* **WHAT YOU WILL DO**:
Nothing should be left out. Transcribe the entries exactly as written.

•••••

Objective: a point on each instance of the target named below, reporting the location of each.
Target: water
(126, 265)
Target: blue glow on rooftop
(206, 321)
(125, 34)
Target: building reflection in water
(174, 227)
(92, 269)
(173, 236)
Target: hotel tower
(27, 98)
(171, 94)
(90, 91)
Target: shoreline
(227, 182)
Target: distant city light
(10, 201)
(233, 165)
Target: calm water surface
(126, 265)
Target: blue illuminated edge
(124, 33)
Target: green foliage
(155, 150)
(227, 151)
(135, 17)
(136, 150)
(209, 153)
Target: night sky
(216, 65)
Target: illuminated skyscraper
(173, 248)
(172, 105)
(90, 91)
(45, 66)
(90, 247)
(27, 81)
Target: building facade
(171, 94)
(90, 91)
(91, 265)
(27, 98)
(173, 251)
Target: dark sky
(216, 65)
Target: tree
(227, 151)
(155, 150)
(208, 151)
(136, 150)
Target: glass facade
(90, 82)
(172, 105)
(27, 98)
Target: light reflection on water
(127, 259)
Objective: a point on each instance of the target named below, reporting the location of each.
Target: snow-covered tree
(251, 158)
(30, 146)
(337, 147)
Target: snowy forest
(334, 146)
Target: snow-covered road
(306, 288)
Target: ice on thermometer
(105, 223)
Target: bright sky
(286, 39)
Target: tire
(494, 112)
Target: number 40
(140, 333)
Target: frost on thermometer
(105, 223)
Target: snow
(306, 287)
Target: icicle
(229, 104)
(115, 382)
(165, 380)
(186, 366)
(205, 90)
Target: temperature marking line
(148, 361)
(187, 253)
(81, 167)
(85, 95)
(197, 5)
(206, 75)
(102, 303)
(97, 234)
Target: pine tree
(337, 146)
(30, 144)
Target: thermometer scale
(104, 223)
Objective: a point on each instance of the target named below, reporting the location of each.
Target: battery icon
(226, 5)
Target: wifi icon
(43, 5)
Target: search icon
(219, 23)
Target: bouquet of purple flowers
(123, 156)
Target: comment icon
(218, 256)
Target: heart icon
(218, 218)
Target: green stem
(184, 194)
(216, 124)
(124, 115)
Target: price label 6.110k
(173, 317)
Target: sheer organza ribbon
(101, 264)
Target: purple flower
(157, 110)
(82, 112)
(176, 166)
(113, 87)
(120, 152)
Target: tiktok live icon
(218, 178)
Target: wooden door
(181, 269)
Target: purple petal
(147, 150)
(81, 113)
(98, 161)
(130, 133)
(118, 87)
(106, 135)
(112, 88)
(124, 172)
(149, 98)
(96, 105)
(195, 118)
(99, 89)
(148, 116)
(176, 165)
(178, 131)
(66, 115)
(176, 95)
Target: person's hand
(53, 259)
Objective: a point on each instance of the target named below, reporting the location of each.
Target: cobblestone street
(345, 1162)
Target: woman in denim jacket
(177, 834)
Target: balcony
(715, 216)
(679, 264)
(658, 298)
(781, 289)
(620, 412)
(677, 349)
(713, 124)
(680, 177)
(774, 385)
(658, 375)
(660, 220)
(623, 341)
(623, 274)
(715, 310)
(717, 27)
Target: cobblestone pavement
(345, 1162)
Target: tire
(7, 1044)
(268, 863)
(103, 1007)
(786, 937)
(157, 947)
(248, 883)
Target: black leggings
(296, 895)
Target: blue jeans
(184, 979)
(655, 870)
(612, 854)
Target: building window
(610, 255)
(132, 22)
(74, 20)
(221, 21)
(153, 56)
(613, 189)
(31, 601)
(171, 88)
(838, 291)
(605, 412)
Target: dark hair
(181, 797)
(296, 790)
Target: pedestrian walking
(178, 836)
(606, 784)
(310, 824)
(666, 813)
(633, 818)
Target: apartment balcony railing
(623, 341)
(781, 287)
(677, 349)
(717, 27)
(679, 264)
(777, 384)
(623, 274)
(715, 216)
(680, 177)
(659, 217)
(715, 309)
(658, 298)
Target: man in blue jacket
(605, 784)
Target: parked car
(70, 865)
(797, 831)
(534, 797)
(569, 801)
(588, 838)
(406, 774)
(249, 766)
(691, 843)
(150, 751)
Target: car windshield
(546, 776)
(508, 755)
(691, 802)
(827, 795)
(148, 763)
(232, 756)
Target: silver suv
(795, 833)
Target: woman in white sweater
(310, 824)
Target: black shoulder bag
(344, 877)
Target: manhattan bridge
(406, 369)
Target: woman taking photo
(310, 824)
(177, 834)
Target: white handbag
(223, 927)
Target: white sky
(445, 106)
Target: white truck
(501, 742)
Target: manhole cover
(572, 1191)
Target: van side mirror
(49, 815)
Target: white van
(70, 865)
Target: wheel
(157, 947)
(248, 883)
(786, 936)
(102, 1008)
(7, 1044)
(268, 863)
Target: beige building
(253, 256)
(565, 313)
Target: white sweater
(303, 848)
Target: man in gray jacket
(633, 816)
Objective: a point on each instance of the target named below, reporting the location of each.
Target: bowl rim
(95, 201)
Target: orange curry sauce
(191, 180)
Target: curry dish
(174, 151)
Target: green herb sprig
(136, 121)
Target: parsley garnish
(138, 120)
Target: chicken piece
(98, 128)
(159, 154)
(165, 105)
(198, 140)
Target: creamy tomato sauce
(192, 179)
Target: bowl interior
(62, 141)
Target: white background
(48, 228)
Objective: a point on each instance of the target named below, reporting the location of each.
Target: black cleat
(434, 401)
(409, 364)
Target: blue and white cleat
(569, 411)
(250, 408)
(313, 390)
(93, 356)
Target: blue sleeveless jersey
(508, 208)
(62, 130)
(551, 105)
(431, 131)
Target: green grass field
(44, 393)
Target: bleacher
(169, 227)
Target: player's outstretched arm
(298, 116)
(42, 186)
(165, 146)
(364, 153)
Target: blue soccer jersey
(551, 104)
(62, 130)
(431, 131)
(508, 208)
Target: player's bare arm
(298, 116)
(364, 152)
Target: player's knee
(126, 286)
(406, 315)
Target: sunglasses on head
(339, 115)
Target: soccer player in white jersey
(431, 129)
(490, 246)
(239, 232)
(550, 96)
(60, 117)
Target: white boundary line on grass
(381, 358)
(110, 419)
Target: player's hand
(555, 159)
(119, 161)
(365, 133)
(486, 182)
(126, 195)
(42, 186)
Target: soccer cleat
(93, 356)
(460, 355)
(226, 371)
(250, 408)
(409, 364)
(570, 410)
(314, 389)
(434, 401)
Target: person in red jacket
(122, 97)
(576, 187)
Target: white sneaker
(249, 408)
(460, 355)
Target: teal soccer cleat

•••••

* **REPLY TO THE EXERCISE**:
Objective: a point on each instance of the target named below, reporting the location of each.
Target: water
(126, 265)
Target: blue glow on rooftop
(206, 321)
(125, 34)
Target: building reflection in water
(174, 227)
(92, 269)
(173, 236)
Target: hotel tower
(27, 98)
(171, 94)
(90, 91)
Target: shoreline
(227, 182)
Target: distant city light
(10, 201)
(233, 165)
Target: calm water surface
(126, 265)
Target: blue illuminated edge
(124, 33)
Target: green foliage
(155, 150)
(227, 151)
(135, 17)
(136, 150)
(209, 153)
Target: night sky
(216, 65)
Target: illuminated skyscraper
(173, 248)
(172, 105)
(90, 91)
(45, 66)
(90, 247)
(27, 81)
Target: building facade
(171, 94)
(90, 91)
(91, 265)
(27, 98)
(173, 251)
Target: dark sky
(216, 65)
Target: tree
(227, 151)
(155, 150)
(208, 151)
(136, 150)
Target: glass facade
(90, 82)
(172, 105)
(27, 98)
Target: light reflection on water
(127, 259)
Objective: a point on each instance of the target named below, reporting the location of each.
Target: snow-covered tree
(251, 158)
(30, 146)
(337, 147)
Target: snowy forest
(334, 146)
Target: snow-covered road
(306, 288)
Target: ice on thermometer
(105, 223)
Target: bright sky
(286, 39)
Target: tire
(494, 112)
Target: number 40
(140, 333)
Target: frost on thermometer
(105, 223)
Target: snow
(306, 287)
Target: icicle
(229, 104)
(115, 382)
(165, 380)
(186, 366)
(205, 90)
Target: temperature marking line
(148, 361)
(187, 253)
(81, 167)
(85, 95)
(197, 5)
(206, 75)
(102, 303)
(97, 234)
Target: pine tree
(337, 146)
(30, 144)
Target: thermometer scale
(104, 223)
Objective: a point on each instance of the target named below, reporting the location of each.
Target: battery icon
(226, 5)
Target: wifi icon
(43, 5)
Target: search icon
(219, 23)
Target: bouquet of purple flowers
(123, 156)
Target: comment icon
(218, 256)
Target: heart icon
(218, 218)
Target: green stem
(184, 194)
(216, 124)
(124, 115)
Target: price label 6.110k
(173, 317)
Target: sheer organza ribbon
(101, 264)
Target: purple flower
(157, 110)
(82, 112)
(176, 166)
(113, 87)
(120, 152)
Target: tiktok live icon
(218, 178)
Target: wooden door
(181, 269)
Target: purple petal
(147, 150)
(81, 113)
(98, 161)
(130, 133)
(118, 87)
(106, 135)
(112, 88)
(124, 172)
(149, 98)
(96, 105)
(195, 118)
(99, 89)
(148, 116)
(176, 165)
(178, 131)
(66, 115)
(176, 95)
Target: person's hand
(53, 259)
Objective: a point on each instance of the target named below, reporting the location of each.
Target: cobblestone street
(345, 1162)
Target: woman in denim jacket
(177, 834)
Target: balcony
(715, 216)
(679, 264)
(658, 298)
(781, 289)
(620, 412)
(677, 349)
(713, 124)
(680, 177)
(774, 385)
(658, 375)
(660, 220)
(623, 341)
(623, 274)
(715, 310)
(717, 27)
Target: cobblestone pavement
(345, 1162)
Target: tire
(7, 1044)
(268, 863)
(103, 1007)
(786, 937)
(157, 947)
(248, 883)
Target: black leggings
(296, 895)
Target: blue jeans
(184, 979)
(655, 870)
(612, 854)
Target: building window
(610, 255)
(132, 22)
(74, 20)
(221, 21)
(153, 56)
(613, 189)
(31, 601)
(171, 88)
(838, 291)
(605, 412)
Target: dark hair
(181, 797)
(296, 790)
Target: pedestrian walking
(178, 836)
(606, 784)
(310, 824)
(666, 813)
(633, 818)
Target: apartment balcony railing
(623, 341)
(781, 287)
(677, 349)
(717, 27)
(679, 264)
(777, 384)
(623, 274)
(715, 216)
(680, 177)
(659, 217)
(715, 309)
(658, 298)
Target: man in blue jacket
(605, 784)
Target: parked car
(70, 865)
(797, 831)
(534, 797)
(569, 801)
(588, 838)
(406, 774)
(249, 766)
(691, 843)
(150, 751)
Target: car windshield
(546, 776)
(508, 755)
(691, 802)
(827, 795)
(148, 763)
(232, 756)
Target: silver suv
(795, 833)
Target: woman in white sweater
(310, 824)
Target: black shoulder bag
(344, 877)
Target: manhattan bridge
(406, 369)
Target: woman taking photo
(310, 824)
(177, 834)
Target: white handbag
(223, 927)
Target: white sky
(445, 106)
Target: white truck
(501, 742)
Target: manhole cover
(572, 1191)
Target: van side mirror
(49, 815)
Target: white van
(70, 865)
Target: wheel
(157, 947)
(248, 883)
(786, 936)
(102, 1008)
(7, 1044)
(268, 863)
Target: beige building
(253, 256)
(565, 313)
Target: white sweater
(303, 848)
Target: man in gray jacket
(633, 816)
Objective: a point on each instance of the target named below, reporting the location of each.
Target: bowl rim
(95, 201)
Target: orange curry sauce
(191, 180)
Target: curry dish
(174, 151)
Target: green herb sprig
(136, 121)
Target: parsley garnish
(138, 120)
Target: chicken piece
(98, 128)
(159, 154)
(165, 105)
(198, 140)
Target: creamy tomato sauce
(192, 179)
Target: bowl interior
(62, 141)
Target: white background
(48, 228)
Objective: a point on each instance of the target named below, reporting the location of each.
Target: black cleat
(434, 401)
(409, 364)
Target: blue and white cleat
(569, 411)
(250, 408)
(313, 390)
(93, 356)
Target: blue sleeveless jersey
(508, 208)
(62, 130)
(551, 105)
(431, 131)
Target: green grass field
(44, 393)
Target: bleacher
(169, 227)
Target: player's outstretched arm
(298, 116)
(42, 186)
(165, 146)
(364, 153)
Target: blue soccer jersey
(551, 104)
(62, 130)
(431, 131)
(508, 208)
Target: player's bare arm
(298, 116)
(364, 152)
Target: player's knee
(126, 286)
(406, 315)
Target: sunglasses on head
(339, 115)
Target: soccer player in white jersey
(431, 129)
(490, 246)
(239, 232)
(550, 96)
(60, 117)
Target: white boundary line on grass
(381, 358)
(110, 419)
Target: player's hand
(555, 159)
(119, 161)
(365, 133)
(486, 182)
(126, 195)
(42, 186)
Target: soccer cleat
(93, 356)
(460, 355)
(226, 371)
(250, 408)
(409, 364)
(570, 410)
(314, 389)
(434, 401)
Target: person in red jacket
(122, 97)
(576, 187)
Target: white sneaker
(249, 408)
(460, 355)
Target: teal soccer cleat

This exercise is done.